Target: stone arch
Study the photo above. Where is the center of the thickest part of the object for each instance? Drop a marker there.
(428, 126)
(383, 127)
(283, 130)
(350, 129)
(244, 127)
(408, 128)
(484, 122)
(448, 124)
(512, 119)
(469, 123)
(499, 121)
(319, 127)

= = = = = = =

#### Requirements
Can you give the entries again with "marker" changed to "pin" and everything else left the same?

#### Correct result
Target: stone arch
Study the photo above. Where is the center of the thickest part of the object for each instance? Drop a pin there.
(428, 126)
(383, 127)
(283, 130)
(350, 129)
(244, 127)
(408, 128)
(484, 122)
(448, 124)
(512, 119)
(469, 123)
(499, 121)
(319, 127)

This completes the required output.